• **SHORT PROBLEM A**: Repeat the excerpt on HP-UX hardware monitors word for word, everything from "New monitor. The" down to "Monitors (June 1999)".

** START OF TEXT EXCERPT **

The ia64_core_hw monitor also monitors fans and power supplies in
non-Cellular PA and Cellular PA systems.
------------------------------

According to the newer Release Notes for EMS Hardware Monitors for
HP-UX 11.11, ia64_corehw for PA-RISC has been called as "Chassis
Event Monitor".

Chassis Code Monitor (dm_chassis) and Core Hardware Monitor
(dm_core_hw) are present for PA-RISC:

------------------------------
Release Notes for EMS Hardware Monitors (June 2001)
http://docs.hp.com/en/diag/archive/emr_0106.htm

* Chassis Code Monitor (dm_chassis)

New monitor. The Chassis Code Monitor supports Superdome family
systems on HP-UX 11i. Each chassis code delivered to the GSP is read
by the chassis code monitor, which looks the chassis code up in an
internal table built from a chassis code database. If the chassis
code warrants an event, it generates an EMS event with summary,
event/keyword description, and details text.
------------------------------
Release Notes for EMS Hardware Monitors (June 1999)
http://docs.hp.com/en/diag/archive/emr_9906.htm

New monitor: Core Hardware Monitor. Monitors core hardware (hardware
within the SPU cabinet), for example, intake temperature. On some
systems, other hardware such as power supplies are monitored.
------------------------------

Hope this wipe out your concern

** END OF TEXT EXCERPT **
** START OF MATERIAL PROVIDED **

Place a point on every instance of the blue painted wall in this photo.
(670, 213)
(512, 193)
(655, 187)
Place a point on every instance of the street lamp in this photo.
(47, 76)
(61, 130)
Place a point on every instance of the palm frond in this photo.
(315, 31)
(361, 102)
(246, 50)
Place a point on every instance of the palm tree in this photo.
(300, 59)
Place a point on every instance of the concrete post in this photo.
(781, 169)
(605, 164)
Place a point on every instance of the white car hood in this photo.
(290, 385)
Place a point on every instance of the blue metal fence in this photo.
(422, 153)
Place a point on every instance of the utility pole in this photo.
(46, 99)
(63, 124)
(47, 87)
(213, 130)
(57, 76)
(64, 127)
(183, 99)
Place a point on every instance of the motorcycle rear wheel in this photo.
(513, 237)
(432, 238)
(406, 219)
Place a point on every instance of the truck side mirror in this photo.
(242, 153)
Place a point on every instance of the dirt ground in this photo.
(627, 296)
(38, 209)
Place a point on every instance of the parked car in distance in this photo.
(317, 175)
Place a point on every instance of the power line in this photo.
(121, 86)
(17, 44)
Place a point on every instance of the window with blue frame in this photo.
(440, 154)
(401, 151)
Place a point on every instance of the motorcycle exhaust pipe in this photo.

** END OF MATERIAL PROVIDED **

• **SHORT PROBLEM B**: Scale each point coordinate in the dataset rows above by 1.25, rounding to whole numbers with halves going up. Write out every row again, requests included.

• **CORRECT OUTPUT A**:
New monitor. The Chassis Code Monitor supports Superdome family
systems on HP-UX 11i. Each chassis code delivered to the GSP is read
by the chassis code monitor, which looks the chassis code up in an
internal table built from a chassis code database. If the chassis
code warrants an event, it generates an EMS event with summary,
event/keyword description, and details text.
------------------------------
Release Notes for EMS Hardware Monitors (June 1999)

• **CORRECT OUTPUT B**:
Place a point on every instance of the blue painted wall in this photo.
(838, 266)
(640, 241)
(819, 234)
Place a point on every instance of the street lamp in this photo.
(59, 95)
(76, 163)
Place a point on every instance of the palm frond in this photo.
(394, 39)
(451, 128)
(308, 63)
Place a point on every instance of the palm tree in this photo.
(375, 74)
Place a point on every instance of the concrete post in this photo.
(976, 211)
(756, 205)
Place a point on every instance of the white car hood in this photo.
(363, 481)
Place a point on every instance of the blue metal fence in this photo.
(528, 191)
Place a point on every instance of the utility pole in this photo.
(58, 124)
(79, 155)
(59, 109)
(266, 163)
(71, 95)
(80, 159)
(229, 124)
Place a point on every instance of the motorcycle rear wheel in this photo.
(641, 296)
(540, 298)
(508, 274)
Place a point on every instance of the truck side mirror in this photo.
(303, 191)
Place a point on every instance of the dirt ground in this photo.
(784, 370)
(48, 261)
Place a point on every instance of the parked car in distance in this photo.
(396, 219)
Place a point on every instance of the power line in this photo.
(151, 108)
(21, 55)
Place a point on every instance of the window with blue frame in this photo.
(550, 193)
(501, 189)
Place a point on every instance of the motorcycle exhaust pipe in this photo.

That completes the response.